◆ **SOURCE**
<center> 
# R406: Using Python for data analysis and modelling

<br> <br> 

## Lecture 9: Overview of SciPy. Numerical linear programming

<br>

<center> **Andrey Vassilev**

<br> 

<center> **2016/2017**
 

# Outline

1. The scientific computing ecosystem in Python and the SciPy library
2. Selected examples of SciPy applications
3. Linear programming: a short review and SciPy applications

# The SciPy stack

- Python has many libraries that take care of various scientific computing needs.
- A core set of such libraries forms the so-called *SciPy stack*.
- Some of the key [SciPy stack](https://scipy.org/stackspec.html) libraries include:
  - NumPy
  - SciPy (library)
  - SymPy
  - Pandas
  - Matplotlib

# The SciPy stack and the SciPy library

- The SciPy stack is described as  
> a collection of open source software for scientific computing in Python, and particularly a specified set of core packages
- The SciPy library is described as
> a collection of numerical algorithms and domain-specific toolboxes, including signal processing, optimization, statistics and much more

# Highlights of the SciPy library

SciPy includes routines for:
 - linear algebra (an upgrade over NumPy routines)

◆ **WRITTEN TASK 1**
Quote the SciPy lecture notes word for word. Start at the words "- A core set" and stop after "- SciPy (library)".
The records below this point are unrelated to the SciPy lecture notes.

◆ **RECORDS SHOWN**

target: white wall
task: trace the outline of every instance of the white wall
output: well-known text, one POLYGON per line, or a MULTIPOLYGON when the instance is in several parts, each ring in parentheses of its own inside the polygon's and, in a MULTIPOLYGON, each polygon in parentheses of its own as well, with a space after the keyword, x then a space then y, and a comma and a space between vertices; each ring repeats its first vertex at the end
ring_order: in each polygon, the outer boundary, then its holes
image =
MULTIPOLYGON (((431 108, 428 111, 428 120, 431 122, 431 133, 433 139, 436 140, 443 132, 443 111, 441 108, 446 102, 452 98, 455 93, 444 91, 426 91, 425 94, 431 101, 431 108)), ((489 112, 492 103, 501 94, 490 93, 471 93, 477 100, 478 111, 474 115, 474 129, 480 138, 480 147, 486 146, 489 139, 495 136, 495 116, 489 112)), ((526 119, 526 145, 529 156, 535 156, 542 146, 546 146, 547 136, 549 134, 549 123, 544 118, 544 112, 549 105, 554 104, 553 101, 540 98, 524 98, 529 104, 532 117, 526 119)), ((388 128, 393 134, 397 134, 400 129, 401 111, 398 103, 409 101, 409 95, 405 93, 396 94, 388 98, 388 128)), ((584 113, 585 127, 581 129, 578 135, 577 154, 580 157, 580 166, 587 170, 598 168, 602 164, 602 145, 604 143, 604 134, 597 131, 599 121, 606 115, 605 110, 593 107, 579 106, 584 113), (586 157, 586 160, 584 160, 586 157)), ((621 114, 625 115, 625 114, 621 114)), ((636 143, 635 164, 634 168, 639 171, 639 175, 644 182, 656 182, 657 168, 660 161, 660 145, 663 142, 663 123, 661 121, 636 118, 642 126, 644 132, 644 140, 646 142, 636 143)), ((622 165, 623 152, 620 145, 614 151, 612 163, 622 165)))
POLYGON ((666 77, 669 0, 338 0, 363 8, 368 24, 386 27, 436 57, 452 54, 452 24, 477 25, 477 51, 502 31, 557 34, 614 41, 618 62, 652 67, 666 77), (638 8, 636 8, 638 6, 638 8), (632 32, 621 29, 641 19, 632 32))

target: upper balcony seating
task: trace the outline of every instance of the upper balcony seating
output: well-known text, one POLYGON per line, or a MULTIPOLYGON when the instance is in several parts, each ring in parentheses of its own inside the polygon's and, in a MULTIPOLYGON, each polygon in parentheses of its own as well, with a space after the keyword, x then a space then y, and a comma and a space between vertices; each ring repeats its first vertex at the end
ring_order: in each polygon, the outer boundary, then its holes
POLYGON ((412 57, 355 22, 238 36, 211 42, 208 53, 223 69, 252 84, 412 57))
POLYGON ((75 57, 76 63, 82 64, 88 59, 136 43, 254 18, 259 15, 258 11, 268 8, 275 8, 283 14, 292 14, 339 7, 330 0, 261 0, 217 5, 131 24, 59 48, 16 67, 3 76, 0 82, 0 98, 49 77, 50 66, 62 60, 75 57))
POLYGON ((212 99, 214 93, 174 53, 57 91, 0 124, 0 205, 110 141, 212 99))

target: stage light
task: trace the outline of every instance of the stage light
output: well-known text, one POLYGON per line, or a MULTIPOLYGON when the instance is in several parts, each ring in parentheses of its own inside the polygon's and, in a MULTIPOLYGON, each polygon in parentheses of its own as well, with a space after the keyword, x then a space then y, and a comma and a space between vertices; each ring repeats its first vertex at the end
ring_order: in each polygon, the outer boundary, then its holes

◆ **WRITTEN TASK 2**
In the records, write out the lines from the one containing "target: stage light" through the end of the records, changing "stage light" to "spotlight" and leaving all else as it is. Give only those lines.

◆ **FINAL ANSWER 1**
- A core set of such libraries forms the so-called *SciPy stack*.
- Some of the key [SciPy stack](https://scipy.org/stackspec.html) libraries include:
  - NumPy
  - SciPy (library)

◆ **FINAL ANSWER 2**
target: spotlight
task: trace the outline of every instance of the spotlight
output: well-known text, one POLYGON per line, or a MULTIPOLYGON when the instance is in several parts, each ring in parentheses of its own inside the polygon's and, in a MULTIPOLYGON, each polygon in parentheses of its own as well, with a space after the keyword, x then a space then y, and a comma and a space between vertices; each ring repeats its first vertex at the end
ring_order: in each polygon, the outer boundary, then its holes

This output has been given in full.